Input material:
────
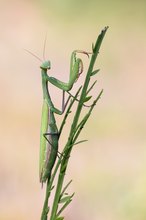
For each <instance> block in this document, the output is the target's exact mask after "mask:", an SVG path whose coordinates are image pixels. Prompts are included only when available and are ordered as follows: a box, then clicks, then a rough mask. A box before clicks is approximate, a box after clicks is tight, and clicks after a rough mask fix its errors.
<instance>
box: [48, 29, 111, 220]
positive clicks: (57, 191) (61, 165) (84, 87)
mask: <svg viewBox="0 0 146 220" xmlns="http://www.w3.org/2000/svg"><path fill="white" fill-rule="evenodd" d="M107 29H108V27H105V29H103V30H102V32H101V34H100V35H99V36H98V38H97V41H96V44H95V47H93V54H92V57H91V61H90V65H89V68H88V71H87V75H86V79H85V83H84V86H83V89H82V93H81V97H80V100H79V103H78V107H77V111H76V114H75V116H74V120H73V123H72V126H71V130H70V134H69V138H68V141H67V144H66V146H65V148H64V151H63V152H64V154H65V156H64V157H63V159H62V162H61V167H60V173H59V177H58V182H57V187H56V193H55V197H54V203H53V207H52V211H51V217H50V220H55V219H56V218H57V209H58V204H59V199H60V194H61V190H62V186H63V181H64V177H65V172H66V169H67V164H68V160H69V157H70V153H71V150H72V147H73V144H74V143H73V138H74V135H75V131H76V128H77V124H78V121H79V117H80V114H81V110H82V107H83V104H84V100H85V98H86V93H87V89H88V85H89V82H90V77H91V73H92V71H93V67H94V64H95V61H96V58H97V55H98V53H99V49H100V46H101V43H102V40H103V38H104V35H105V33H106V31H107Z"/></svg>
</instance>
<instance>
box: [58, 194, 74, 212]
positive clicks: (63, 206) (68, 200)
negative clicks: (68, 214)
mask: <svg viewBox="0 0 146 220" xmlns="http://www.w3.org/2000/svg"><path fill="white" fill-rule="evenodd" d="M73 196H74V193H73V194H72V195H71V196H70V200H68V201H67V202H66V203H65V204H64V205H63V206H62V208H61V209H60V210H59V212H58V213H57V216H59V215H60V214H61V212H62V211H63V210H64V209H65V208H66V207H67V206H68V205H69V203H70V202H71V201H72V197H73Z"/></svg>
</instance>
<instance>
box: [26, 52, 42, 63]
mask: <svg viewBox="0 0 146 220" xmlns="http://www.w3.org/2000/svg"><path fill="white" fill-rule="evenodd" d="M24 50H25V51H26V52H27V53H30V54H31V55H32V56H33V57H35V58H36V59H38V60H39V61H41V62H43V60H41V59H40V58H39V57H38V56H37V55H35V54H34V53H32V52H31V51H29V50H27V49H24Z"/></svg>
────
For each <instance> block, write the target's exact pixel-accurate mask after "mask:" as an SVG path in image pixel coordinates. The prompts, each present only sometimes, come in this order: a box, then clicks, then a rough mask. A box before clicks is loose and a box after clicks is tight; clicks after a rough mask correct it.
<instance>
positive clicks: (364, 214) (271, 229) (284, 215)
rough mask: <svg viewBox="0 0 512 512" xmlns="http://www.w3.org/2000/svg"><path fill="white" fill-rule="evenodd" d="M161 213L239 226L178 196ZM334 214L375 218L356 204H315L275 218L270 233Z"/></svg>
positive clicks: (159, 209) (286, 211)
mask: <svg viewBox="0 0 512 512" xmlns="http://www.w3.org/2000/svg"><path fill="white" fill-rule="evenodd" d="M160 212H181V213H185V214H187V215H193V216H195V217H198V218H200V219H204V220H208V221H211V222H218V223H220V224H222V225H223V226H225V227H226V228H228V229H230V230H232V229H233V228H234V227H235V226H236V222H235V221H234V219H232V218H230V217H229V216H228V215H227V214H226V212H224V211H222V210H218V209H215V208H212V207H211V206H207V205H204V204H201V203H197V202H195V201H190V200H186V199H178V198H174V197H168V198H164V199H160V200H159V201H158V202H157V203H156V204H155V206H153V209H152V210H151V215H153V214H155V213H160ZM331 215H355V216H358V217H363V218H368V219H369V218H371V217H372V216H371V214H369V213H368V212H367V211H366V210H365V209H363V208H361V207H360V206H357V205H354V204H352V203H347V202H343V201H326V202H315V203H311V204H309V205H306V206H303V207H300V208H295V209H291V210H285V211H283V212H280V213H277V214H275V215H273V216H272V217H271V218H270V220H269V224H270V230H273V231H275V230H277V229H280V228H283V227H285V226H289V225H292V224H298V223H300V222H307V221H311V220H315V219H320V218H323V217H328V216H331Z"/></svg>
────
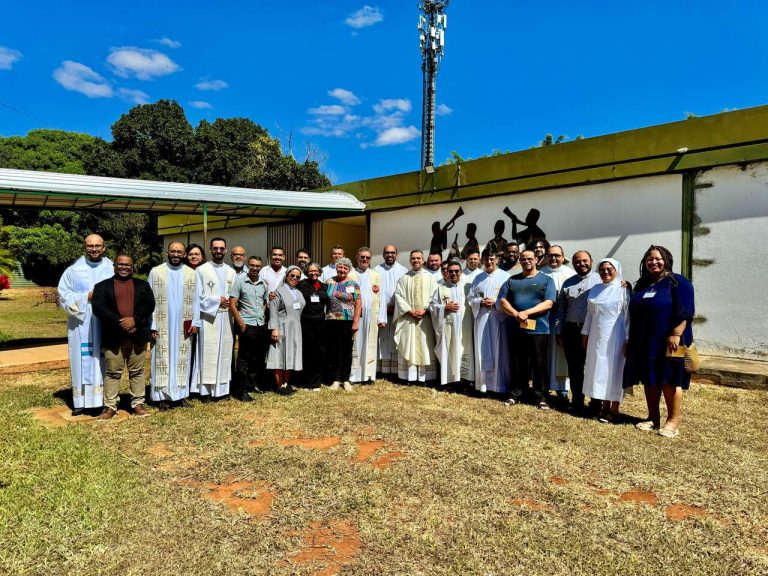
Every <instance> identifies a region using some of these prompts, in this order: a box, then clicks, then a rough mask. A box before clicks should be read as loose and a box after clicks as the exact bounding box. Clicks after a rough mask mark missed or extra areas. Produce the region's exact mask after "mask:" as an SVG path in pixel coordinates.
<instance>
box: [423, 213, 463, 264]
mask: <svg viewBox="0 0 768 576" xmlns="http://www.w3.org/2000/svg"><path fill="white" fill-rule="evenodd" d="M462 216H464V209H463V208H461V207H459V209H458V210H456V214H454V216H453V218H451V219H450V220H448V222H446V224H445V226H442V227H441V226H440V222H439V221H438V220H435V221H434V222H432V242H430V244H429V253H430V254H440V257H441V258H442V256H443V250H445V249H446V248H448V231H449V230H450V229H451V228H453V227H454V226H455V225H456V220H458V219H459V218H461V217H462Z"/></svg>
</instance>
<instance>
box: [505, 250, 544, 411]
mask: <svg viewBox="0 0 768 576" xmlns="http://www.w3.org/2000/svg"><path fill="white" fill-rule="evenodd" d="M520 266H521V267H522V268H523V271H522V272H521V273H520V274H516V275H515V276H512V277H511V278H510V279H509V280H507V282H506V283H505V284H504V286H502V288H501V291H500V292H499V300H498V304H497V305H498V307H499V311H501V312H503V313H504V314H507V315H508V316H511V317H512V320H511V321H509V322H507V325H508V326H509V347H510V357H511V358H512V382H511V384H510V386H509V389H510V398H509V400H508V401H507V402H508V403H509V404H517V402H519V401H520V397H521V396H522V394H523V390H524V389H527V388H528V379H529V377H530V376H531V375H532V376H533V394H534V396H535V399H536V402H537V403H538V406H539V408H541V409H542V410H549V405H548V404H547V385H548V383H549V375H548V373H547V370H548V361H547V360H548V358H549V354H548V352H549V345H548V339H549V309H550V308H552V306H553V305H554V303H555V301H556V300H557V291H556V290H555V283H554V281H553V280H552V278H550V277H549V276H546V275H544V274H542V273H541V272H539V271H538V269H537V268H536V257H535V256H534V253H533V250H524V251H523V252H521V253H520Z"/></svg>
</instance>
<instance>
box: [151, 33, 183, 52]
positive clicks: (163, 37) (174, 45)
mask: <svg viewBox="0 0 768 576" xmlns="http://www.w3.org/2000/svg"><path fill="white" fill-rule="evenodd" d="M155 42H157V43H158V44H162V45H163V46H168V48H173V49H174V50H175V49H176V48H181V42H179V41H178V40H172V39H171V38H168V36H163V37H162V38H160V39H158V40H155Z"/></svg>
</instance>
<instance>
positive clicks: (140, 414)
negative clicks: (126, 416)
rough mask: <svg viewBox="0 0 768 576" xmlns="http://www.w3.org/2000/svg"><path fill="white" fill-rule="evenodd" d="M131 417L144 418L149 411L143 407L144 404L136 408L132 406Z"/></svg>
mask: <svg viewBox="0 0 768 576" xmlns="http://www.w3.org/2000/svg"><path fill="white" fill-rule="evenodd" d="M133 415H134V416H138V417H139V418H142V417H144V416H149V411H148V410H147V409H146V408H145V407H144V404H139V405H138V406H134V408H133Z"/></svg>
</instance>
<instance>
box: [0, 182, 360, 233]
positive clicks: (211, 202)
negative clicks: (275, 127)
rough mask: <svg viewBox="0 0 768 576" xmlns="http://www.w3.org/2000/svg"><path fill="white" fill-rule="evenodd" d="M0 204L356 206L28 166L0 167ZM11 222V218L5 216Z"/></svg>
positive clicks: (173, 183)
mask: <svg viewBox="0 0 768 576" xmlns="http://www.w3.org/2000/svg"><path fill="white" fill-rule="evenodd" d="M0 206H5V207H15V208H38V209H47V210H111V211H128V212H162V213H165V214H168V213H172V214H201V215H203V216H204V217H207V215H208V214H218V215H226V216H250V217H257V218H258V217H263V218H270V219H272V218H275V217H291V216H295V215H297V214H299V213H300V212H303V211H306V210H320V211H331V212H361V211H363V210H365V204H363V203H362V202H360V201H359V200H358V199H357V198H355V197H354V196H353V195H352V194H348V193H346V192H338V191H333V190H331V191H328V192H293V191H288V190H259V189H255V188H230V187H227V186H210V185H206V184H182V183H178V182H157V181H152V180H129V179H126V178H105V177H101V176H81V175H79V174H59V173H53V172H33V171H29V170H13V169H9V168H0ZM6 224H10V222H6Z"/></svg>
────
Print only what lies in the material above starting at the line with "For each <instance> block in" and ending at the line with "box: [48, 29, 111, 220]", every line exactly as given.

Reply:
For each <instance> block in this document, the output is the target's exact mask after "mask:", an SVG path whose coordinates are image pixels. Prompts are included only when available and are ordered as follows: a box, then clicks, then a rough mask. A box before clicks is approximate, a box after clicks is tight, and clicks after a rough mask fix its errors.
<instance>
box: [48, 29, 111, 220]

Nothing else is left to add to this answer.